[Dataset excerpt]
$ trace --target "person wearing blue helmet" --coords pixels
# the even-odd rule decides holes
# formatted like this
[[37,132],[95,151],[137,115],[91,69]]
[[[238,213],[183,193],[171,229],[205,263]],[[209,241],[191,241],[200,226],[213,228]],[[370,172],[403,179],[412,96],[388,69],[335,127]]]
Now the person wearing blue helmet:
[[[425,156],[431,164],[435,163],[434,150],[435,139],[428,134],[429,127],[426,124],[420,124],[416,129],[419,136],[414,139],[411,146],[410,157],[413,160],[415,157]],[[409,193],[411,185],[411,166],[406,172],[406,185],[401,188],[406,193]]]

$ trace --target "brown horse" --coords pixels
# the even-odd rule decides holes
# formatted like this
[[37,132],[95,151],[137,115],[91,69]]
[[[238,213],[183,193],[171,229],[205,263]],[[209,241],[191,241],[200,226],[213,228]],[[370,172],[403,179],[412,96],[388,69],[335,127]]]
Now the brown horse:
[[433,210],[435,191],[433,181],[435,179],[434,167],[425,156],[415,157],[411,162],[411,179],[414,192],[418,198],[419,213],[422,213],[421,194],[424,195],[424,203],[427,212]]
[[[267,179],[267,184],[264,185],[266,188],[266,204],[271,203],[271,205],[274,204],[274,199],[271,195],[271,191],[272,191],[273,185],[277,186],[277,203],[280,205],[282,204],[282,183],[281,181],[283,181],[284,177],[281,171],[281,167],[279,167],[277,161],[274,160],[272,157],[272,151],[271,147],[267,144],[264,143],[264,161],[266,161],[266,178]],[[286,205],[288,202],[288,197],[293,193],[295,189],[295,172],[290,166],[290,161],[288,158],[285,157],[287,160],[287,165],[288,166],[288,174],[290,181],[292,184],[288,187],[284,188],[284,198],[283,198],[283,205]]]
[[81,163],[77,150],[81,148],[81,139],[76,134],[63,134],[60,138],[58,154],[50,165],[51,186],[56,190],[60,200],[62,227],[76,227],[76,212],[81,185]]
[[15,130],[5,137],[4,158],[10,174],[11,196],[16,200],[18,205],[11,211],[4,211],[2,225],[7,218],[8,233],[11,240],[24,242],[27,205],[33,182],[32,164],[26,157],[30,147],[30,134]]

### To be done
The lines above should be duplicated exactly.

### Exercise output
$ trace --target "person wearing blue helmet" --coords pixels
# the even-odd rule decides holes
# formatted like this
[[37,132],[95,151],[137,115],[91,69]]
[[[238,213],[183,193],[171,229],[205,263]],[[209,241],[191,241],[200,226],[213,228]],[[370,172],[403,179],[412,96],[388,69],[335,127]]]
Now the person wearing blue helmet:
[[[425,156],[431,164],[435,163],[434,150],[435,139],[428,134],[429,127],[426,124],[420,124],[416,129],[419,136],[414,139],[411,146],[410,157],[413,160],[415,157]],[[409,193],[411,185],[411,166],[406,172],[406,185],[401,188],[406,193]]]

$ trace --target "brown horse" --coords pixels
# the even-odd rule decides holes
# formatted like this
[[37,132],[95,151],[137,115],[91,69]]
[[[238,213],[183,193],[171,229],[205,263]],[[209,241],[191,241],[200,226],[213,228]],[[370,172],[403,179],[412,96],[388,69],[335,127]]]
Now the brown horse:
[[433,210],[435,191],[433,181],[435,179],[434,167],[425,156],[415,157],[411,162],[411,179],[414,192],[418,198],[419,213],[422,213],[421,194],[424,195],[424,203],[427,212]]
[[[267,179],[267,184],[264,185],[266,188],[266,204],[271,203],[271,205],[274,204],[274,199],[271,195],[271,191],[272,191],[273,185],[277,186],[277,203],[280,205],[282,204],[282,183],[281,181],[283,181],[284,177],[281,171],[281,167],[279,167],[277,161],[274,160],[272,157],[272,151],[271,147],[267,144],[264,143],[264,161],[266,161],[266,178]],[[286,205],[288,202],[288,197],[293,193],[295,189],[295,172],[290,166],[290,161],[288,158],[285,157],[287,160],[287,165],[288,166],[288,174],[290,181],[292,184],[288,187],[284,188],[284,198],[283,198],[283,205]]]
[[81,163],[77,150],[81,148],[81,139],[76,134],[63,134],[60,138],[58,154],[50,165],[51,186],[56,190],[60,200],[62,227],[76,227],[76,212],[81,185]]
[[15,130],[5,137],[4,158],[10,174],[11,196],[16,200],[18,205],[11,211],[4,211],[2,225],[7,218],[8,233],[11,240],[24,242],[27,205],[33,182],[32,164],[26,157],[30,147],[30,134]]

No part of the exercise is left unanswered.